Home / News / World /  South Korea's 69-hour work week plan faces backlash from youth; here's why

The South Korean government has been forced to rethink their 69 hour work week plan after receiving backlash from the younger generation. The increase in increasing the work week hours also comes as some countries including Australia and the UK are considering a four-day workweek aimed at giving workers more time away from the office.

The office of President Yoon Suk Yeol instructed relevant agencies to reconsider plans to revise the current cap of 52 hours and “communicate better with the public, especially with Generation Z and millennials," press secretary Kim Eun-hye had said in a statement Tuesday.

The work week cap was raised as authorities believed that it would allow employers greater flexibility to keep their doors open longer to meet demands during periods of peak activity.

It was also designed to help workers bank more hours that could be used for time off at periods convenient for them.

* * *

DIRECTIVE 1 =
Please output the entries from the line containing "Expected: one point per instance of the drawer" through the end of the entries as a JSON list of strings, one string per line, leaving out blank lines.

* * *

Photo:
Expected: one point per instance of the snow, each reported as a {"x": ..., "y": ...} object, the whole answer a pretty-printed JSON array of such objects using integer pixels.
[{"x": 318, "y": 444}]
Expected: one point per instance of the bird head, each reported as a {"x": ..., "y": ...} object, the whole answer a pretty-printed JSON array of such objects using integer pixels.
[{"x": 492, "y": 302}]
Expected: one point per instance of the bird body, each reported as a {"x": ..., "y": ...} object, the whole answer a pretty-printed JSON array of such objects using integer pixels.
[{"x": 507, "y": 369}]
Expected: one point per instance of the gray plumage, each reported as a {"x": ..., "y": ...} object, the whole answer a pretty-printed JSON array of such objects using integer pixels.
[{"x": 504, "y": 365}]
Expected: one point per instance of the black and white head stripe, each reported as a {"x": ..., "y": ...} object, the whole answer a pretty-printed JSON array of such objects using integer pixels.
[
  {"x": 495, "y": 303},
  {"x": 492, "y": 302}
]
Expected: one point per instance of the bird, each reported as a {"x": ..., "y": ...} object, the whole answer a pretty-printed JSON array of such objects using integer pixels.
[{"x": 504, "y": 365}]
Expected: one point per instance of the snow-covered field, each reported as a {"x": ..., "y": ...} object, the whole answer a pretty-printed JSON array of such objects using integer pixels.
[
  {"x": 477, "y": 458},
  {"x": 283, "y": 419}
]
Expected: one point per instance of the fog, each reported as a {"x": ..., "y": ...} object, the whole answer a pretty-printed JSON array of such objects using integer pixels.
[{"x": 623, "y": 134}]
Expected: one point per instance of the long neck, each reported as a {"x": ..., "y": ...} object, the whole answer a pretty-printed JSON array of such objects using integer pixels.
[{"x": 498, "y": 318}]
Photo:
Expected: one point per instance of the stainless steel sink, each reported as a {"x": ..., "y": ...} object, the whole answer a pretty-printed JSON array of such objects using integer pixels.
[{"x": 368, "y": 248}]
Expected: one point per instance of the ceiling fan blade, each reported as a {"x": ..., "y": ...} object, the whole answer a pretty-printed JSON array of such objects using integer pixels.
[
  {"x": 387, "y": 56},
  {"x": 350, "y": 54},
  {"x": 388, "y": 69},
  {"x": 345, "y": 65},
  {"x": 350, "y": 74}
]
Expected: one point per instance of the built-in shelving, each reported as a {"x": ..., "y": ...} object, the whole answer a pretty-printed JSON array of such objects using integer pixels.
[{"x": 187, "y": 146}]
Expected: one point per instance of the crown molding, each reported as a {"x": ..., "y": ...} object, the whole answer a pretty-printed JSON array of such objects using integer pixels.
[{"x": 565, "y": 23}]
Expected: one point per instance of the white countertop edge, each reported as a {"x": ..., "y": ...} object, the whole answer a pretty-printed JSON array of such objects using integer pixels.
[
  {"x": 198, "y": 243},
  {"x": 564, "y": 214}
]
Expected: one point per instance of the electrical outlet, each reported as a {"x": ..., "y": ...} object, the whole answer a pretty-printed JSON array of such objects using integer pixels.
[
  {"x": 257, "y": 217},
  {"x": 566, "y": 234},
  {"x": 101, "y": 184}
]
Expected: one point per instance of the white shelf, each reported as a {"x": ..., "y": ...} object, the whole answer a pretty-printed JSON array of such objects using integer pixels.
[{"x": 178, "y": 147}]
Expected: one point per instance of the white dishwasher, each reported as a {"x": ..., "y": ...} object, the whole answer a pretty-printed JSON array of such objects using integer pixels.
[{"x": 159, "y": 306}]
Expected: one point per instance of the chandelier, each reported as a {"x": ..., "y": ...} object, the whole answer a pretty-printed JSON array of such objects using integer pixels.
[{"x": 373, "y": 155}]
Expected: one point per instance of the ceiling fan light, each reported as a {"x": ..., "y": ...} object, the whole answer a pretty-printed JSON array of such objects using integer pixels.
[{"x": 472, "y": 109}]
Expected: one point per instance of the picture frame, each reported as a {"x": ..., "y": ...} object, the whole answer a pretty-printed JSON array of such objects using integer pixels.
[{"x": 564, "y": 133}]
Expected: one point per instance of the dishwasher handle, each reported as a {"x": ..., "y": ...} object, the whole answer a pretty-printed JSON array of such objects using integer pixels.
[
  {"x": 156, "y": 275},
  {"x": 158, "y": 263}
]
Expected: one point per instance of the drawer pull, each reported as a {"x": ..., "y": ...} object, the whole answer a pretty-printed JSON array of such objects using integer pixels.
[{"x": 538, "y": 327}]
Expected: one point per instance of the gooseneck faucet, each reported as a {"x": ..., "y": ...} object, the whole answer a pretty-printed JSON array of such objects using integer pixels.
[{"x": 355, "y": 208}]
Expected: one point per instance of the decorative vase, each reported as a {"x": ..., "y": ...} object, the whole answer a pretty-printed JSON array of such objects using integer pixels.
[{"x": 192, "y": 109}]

* * *

DIRECTIVE 2 =
In the article on South Korea's work week plan, what is the current cap on weekly working hours?

FULL OUTPUT 1 =
[
  "Expected: one point per instance of the drawer pull, each reported as a {\"x\": ..., \"y\": ...} object, the whole answer a pretty-printed JSON array of such objects using integer pixels.",
  "[{\"x\": 538, \"y\": 327}]",
  "Expected: one point per instance of the gooseneck faucet, each reported as a {\"x\": ..., \"y\": ...} object, the whole answer a pretty-printed JSON array of such objects using integer pixels.",
  "[{\"x\": 355, \"y\": 208}]",
  "Expected: one point per instance of the decorative vase, each reported as a {\"x\": ..., \"y\": ...} object, the whole answer a pretty-printed JSON array of such objects using integer pixels.",
  "[{\"x\": 192, \"y\": 109}]"
]

FULL OUTPUT 2 =
52 hours